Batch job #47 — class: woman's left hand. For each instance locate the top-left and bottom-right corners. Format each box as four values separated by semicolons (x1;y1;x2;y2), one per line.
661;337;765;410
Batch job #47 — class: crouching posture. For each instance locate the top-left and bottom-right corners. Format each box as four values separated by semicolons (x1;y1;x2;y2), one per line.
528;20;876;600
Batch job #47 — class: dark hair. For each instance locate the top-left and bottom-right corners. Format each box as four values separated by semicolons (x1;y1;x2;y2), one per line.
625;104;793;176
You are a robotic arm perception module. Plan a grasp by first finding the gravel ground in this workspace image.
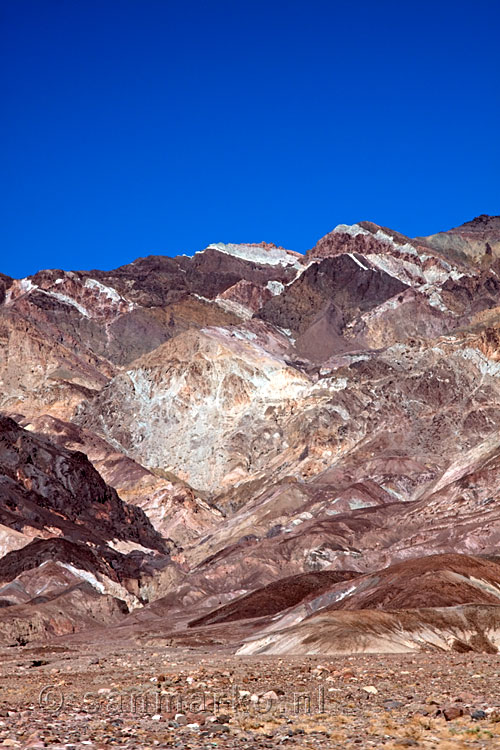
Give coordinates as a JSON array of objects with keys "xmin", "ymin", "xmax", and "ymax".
[{"xmin": 0, "ymin": 644, "xmax": 500, "ymax": 750}]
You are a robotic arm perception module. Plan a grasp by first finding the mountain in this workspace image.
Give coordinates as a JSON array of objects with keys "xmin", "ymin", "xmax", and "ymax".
[{"xmin": 0, "ymin": 216, "xmax": 500, "ymax": 653}]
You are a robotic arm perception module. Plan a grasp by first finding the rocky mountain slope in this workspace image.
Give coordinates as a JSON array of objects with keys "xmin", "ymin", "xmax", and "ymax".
[{"xmin": 0, "ymin": 216, "xmax": 500, "ymax": 653}]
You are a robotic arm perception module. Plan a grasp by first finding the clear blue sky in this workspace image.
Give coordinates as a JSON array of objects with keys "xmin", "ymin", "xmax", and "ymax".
[{"xmin": 0, "ymin": 0, "xmax": 500, "ymax": 276}]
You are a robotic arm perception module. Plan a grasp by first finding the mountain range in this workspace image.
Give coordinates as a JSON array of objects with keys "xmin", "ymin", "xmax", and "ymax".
[{"xmin": 0, "ymin": 215, "xmax": 500, "ymax": 654}]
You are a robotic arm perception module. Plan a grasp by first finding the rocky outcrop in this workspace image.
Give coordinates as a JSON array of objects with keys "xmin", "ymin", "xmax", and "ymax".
[{"xmin": 4, "ymin": 217, "xmax": 500, "ymax": 653}]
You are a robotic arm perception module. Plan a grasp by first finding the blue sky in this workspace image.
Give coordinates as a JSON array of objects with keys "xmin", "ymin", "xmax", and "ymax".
[{"xmin": 0, "ymin": 0, "xmax": 500, "ymax": 276}]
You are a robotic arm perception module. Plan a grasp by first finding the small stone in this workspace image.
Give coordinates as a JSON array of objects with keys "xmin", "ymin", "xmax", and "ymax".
[
  {"xmin": 441, "ymin": 706, "xmax": 464, "ymax": 721},
  {"xmin": 470, "ymin": 709, "xmax": 486, "ymax": 721}
]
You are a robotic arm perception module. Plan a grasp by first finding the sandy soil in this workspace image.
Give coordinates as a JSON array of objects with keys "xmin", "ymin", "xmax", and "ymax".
[{"xmin": 0, "ymin": 642, "xmax": 500, "ymax": 750}]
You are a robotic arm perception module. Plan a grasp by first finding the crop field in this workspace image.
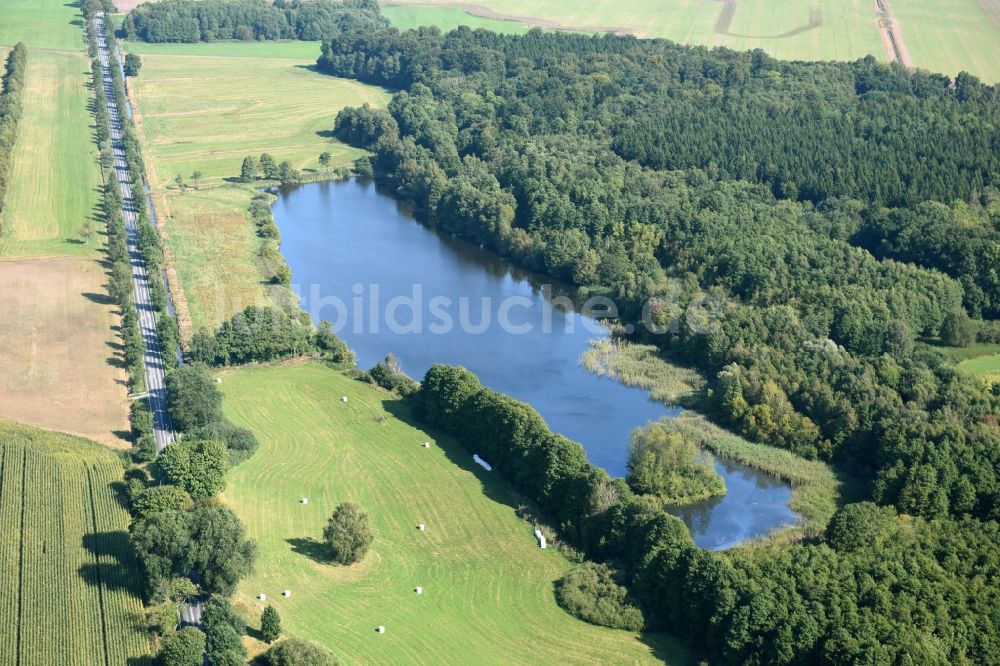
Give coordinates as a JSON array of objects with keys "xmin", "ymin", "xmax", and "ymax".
[
  {"xmin": 0, "ymin": 47, "xmax": 101, "ymax": 257},
  {"xmin": 386, "ymin": 0, "xmax": 1000, "ymax": 82},
  {"xmin": 382, "ymin": 5, "xmax": 531, "ymax": 35},
  {"xmin": 126, "ymin": 42, "xmax": 389, "ymax": 335},
  {"xmin": 892, "ymin": 0, "xmax": 1000, "ymax": 83},
  {"xmin": 222, "ymin": 363, "xmax": 688, "ymax": 664},
  {"xmin": 0, "ymin": 419, "xmax": 149, "ymax": 666}
]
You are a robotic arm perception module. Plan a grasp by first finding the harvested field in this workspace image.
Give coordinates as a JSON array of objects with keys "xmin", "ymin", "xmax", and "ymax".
[{"xmin": 0, "ymin": 257, "xmax": 128, "ymax": 446}]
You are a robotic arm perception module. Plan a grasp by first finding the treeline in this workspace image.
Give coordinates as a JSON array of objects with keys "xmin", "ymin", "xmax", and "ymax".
[
  {"xmin": 83, "ymin": 11, "xmax": 257, "ymax": 664},
  {"xmin": 328, "ymin": 30, "xmax": 1000, "ymax": 519},
  {"xmin": 122, "ymin": 0, "xmax": 389, "ymax": 42},
  {"xmin": 0, "ymin": 42, "xmax": 28, "ymax": 218},
  {"xmin": 412, "ymin": 365, "xmax": 1000, "ymax": 664},
  {"xmin": 188, "ymin": 305, "xmax": 354, "ymax": 367},
  {"xmin": 319, "ymin": 29, "xmax": 1000, "ymax": 205},
  {"xmin": 849, "ymin": 198, "xmax": 1000, "ymax": 319},
  {"xmin": 125, "ymin": 364, "xmax": 257, "ymax": 666},
  {"xmin": 317, "ymin": 24, "xmax": 1000, "ymax": 317}
]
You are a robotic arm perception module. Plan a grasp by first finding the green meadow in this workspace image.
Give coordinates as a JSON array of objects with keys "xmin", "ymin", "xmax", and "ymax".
[{"xmin": 221, "ymin": 363, "xmax": 688, "ymax": 664}]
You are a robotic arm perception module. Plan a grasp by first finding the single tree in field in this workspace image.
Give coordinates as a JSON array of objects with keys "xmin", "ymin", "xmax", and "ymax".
[
  {"xmin": 240, "ymin": 155, "xmax": 257, "ymax": 183},
  {"xmin": 323, "ymin": 502, "xmax": 373, "ymax": 564},
  {"xmin": 156, "ymin": 440, "xmax": 229, "ymax": 499},
  {"xmin": 125, "ymin": 53, "xmax": 142, "ymax": 76},
  {"xmin": 77, "ymin": 218, "xmax": 94, "ymax": 245},
  {"xmin": 260, "ymin": 604, "xmax": 281, "ymax": 643},
  {"xmin": 278, "ymin": 160, "xmax": 299, "ymax": 184},
  {"xmin": 260, "ymin": 153, "xmax": 278, "ymax": 180}
]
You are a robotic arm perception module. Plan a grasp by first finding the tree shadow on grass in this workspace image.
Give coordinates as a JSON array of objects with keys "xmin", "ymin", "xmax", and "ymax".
[
  {"xmin": 78, "ymin": 531, "xmax": 145, "ymax": 597},
  {"xmin": 80, "ymin": 291, "xmax": 115, "ymax": 305},
  {"xmin": 285, "ymin": 537, "xmax": 333, "ymax": 564}
]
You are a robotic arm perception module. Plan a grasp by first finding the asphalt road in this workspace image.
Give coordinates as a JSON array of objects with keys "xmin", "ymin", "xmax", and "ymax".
[{"xmin": 94, "ymin": 14, "xmax": 174, "ymax": 451}]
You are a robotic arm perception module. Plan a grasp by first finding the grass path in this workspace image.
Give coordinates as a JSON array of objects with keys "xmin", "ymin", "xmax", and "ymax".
[{"xmin": 222, "ymin": 363, "xmax": 687, "ymax": 664}]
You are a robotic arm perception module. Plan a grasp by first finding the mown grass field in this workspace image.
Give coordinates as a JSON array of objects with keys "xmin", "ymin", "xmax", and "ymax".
[
  {"xmin": 126, "ymin": 42, "xmax": 389, "ymax": 335},
  {"xmin": 382, "ymin": 5, "xmax": 531, "ymax": 35},
  {"xmin": 892, "ymin": 0, "xmax": 1000, "ymax": 83},
  {"xmin": 0, "ymin": 0, "xmax": 128, "ymax": 446},
  {"xmin": 0, "ymin": 48, "xmax": 101, "ymax": 258},
  {"xmin": 159, "ymin": 186, "xmax": 276, "ymax": 332},
  {"xmin": 0, "ymin": 419, "xmax": 149, "ymax": 666},
  {"xmin": 222, "ymin": 363, "xmax": 687, "ymax": 664},
  {"xmin": 386, "ymin": 0, "xmax": 1000, "ymax": 82},
  {"xmin": 127, "ymin": 42, "xmax": 389, "ymax": 186},
  {"xmin": 0, "ymin": 0, "xmax": 83, "ymax": 51}
]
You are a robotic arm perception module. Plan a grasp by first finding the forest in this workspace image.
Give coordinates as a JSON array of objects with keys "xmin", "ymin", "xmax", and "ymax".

• • • • • • •

Please put each line from the start of the rows up to and including the line with "661;337;765;410" into a Markdown table with the columns Number and Line, leaving out blank lines.

| Number | Line |
|---|---|
| 1 | Batch job #47 — class: woman's left hand. For each instance locate the top-left and bottom-right corners. Format each box as four values separated by semicolons (x1;y1;x2;y2), one per line. |
| 2 | 661;337;765;410 |